SUPPLIED DATA
______________________________

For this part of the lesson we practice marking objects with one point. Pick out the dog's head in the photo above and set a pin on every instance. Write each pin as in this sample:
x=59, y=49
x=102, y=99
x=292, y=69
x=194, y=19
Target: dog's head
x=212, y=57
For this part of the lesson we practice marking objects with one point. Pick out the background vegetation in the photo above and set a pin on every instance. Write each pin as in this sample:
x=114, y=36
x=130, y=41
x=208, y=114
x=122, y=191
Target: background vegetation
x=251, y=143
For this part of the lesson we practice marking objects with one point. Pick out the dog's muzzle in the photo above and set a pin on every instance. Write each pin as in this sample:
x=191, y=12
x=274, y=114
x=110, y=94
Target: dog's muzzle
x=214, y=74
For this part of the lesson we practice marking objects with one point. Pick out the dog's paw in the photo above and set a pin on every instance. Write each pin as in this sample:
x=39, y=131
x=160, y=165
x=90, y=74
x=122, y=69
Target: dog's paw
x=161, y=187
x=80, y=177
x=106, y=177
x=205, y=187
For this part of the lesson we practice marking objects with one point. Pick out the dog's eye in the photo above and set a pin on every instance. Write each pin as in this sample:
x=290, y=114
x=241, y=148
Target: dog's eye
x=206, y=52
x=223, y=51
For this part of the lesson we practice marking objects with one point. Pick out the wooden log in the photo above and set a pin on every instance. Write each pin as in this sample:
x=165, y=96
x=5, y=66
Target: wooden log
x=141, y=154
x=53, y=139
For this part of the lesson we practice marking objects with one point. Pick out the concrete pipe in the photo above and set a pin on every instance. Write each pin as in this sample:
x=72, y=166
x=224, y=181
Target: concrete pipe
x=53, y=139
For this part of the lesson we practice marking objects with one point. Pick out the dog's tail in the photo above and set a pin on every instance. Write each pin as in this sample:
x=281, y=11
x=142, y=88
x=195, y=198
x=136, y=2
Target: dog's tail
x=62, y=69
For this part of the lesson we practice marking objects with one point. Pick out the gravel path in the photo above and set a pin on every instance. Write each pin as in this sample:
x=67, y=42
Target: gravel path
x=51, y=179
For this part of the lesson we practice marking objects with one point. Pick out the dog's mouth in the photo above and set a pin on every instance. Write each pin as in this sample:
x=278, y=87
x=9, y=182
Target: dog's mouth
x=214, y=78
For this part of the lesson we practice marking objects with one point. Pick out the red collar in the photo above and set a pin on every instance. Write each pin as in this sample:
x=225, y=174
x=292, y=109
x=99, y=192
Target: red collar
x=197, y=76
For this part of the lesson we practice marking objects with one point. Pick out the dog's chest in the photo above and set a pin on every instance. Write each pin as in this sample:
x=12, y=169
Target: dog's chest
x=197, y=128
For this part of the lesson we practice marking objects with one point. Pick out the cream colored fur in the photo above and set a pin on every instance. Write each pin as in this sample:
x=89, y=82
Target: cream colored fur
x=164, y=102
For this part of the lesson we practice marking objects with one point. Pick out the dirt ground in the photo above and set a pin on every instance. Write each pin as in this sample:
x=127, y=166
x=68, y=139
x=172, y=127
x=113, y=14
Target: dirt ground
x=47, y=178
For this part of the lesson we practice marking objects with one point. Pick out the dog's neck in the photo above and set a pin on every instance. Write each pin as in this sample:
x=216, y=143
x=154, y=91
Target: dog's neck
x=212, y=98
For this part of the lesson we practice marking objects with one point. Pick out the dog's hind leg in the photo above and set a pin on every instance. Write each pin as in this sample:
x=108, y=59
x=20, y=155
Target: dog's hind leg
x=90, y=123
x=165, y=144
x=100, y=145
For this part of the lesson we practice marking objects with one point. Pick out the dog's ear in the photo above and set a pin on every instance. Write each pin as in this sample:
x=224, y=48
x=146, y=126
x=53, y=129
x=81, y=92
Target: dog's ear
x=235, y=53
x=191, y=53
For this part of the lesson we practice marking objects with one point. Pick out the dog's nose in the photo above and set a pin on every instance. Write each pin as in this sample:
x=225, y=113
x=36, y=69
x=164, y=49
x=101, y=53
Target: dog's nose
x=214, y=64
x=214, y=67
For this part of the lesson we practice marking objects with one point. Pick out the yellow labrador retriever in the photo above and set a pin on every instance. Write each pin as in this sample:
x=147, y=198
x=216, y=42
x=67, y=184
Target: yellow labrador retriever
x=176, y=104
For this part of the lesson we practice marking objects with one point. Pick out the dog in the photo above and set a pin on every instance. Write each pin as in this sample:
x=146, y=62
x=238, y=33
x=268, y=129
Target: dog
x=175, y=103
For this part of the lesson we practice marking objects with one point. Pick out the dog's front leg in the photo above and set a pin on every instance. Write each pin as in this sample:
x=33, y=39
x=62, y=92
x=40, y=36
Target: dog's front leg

______________________________

ABOUT THIS EXERCISE
Copy out, from the material above, each line where the word "front" is present.

THE COMPLETED TASK
For this part of the lesson we practice marking objects with one point. Pick out the dog's front leg in the photo above and set a pin on every instance. Write each pin as in this sample:
Target: dog's front leg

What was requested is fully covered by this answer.